2018 SUNDANCE FILM
FESTIVAL: ADAM’S 12 MUST-SEE TITLES
FROM THE UPCOMING INDEPENDENT FILM FEST!
Article by Adam Mast
Source: (Sundance.org)
The Sundance Film Festival is right around the corner and as expected, this venerable independent film showcase–the brainchild of iconic storyteller, Robert Redford– promises to deliver 10 days of sheer cinematic bliss. And it’s set to a breathtaking, snowy Park City, UT backdrop, no less. As an enthusiastic attendee since 1994, I should mention that one of the most unique and exciting aspects of Sundance is that there’s no real buzz going into the festival because many of the titles showcased are playing for the very first time. Translation; Sundance attendees actually create the almighty buzz that will, hopefully, carry the strongest of these films through a successful festival (and theatrical) run.

Stored dataset items:
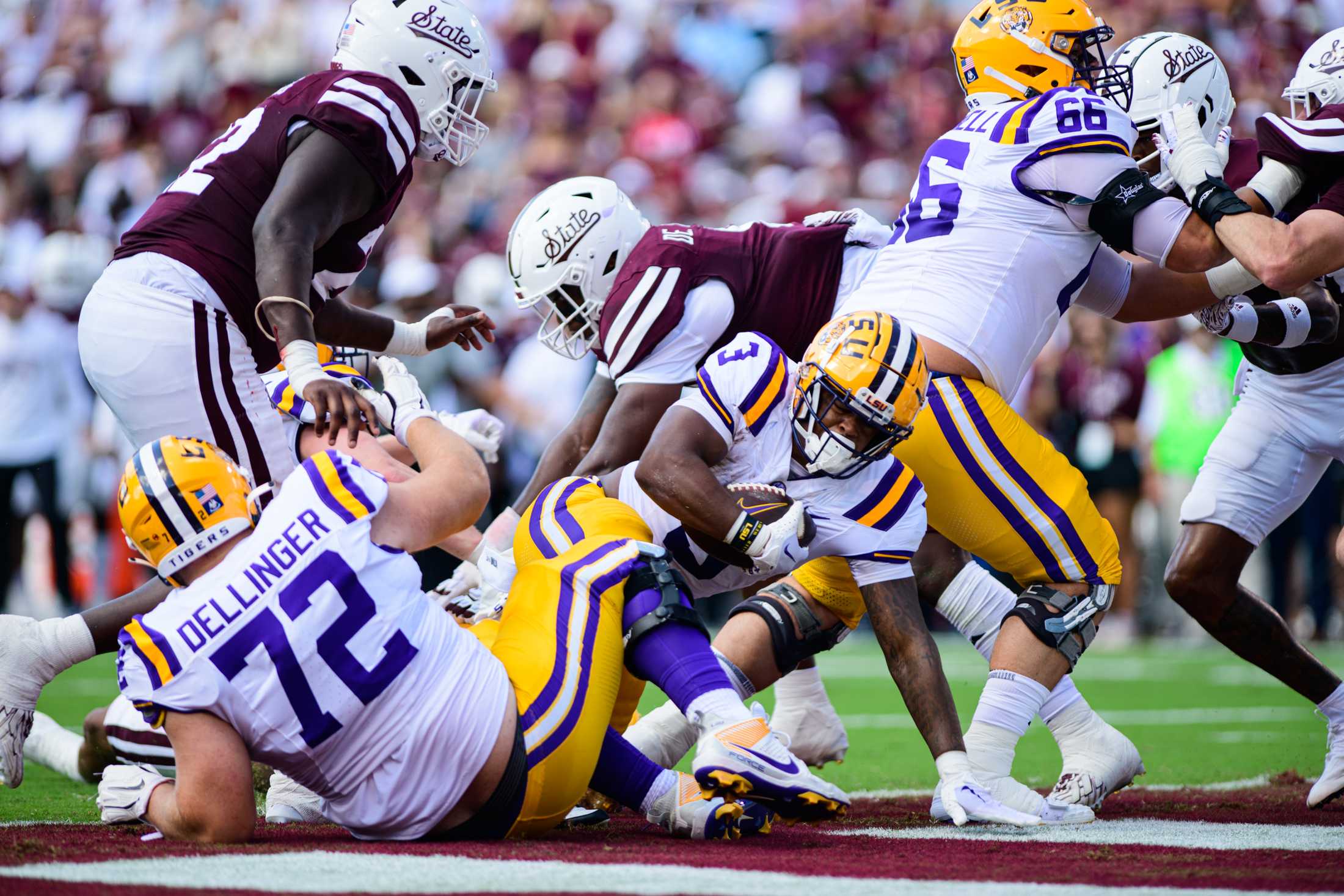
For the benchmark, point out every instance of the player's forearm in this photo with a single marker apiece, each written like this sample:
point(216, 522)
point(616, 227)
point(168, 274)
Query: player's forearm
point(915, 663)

--

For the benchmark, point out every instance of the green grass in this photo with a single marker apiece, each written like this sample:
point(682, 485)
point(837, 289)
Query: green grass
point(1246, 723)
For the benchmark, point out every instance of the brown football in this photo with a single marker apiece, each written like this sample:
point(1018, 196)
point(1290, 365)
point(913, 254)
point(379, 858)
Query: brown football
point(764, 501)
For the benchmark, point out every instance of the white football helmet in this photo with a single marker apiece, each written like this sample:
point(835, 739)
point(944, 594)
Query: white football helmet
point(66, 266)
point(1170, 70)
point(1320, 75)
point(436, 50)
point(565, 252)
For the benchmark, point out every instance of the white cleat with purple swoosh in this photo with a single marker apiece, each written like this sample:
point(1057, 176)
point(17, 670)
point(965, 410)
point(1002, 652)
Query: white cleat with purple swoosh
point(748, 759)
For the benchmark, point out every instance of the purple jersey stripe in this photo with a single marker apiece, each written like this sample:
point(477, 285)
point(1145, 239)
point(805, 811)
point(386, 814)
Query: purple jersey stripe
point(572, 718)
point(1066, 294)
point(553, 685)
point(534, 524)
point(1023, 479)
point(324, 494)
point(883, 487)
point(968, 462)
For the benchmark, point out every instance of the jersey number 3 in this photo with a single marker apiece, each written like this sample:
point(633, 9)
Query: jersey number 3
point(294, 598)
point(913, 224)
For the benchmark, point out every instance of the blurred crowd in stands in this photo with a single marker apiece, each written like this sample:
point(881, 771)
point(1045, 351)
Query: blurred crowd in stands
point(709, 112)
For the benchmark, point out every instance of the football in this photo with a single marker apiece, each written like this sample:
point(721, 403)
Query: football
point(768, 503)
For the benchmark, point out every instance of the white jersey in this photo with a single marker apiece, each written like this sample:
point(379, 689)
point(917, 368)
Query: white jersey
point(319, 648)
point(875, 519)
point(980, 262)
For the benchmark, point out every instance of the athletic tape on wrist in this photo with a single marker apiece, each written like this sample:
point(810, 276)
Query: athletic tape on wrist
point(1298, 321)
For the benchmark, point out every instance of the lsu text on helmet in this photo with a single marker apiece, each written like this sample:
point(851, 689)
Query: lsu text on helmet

---

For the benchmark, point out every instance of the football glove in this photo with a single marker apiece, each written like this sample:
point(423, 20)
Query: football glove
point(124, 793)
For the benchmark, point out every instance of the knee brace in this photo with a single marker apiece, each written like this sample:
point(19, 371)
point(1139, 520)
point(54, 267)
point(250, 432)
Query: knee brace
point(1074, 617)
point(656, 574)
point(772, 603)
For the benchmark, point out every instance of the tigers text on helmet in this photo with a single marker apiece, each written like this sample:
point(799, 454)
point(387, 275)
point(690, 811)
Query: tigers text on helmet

EXERCISE INSTRUCTIONS:
List every number written in digits in the Sundance festival article above, in the order they appear.

EXERCISE OUTPUT:
2018, 12, 10, 1994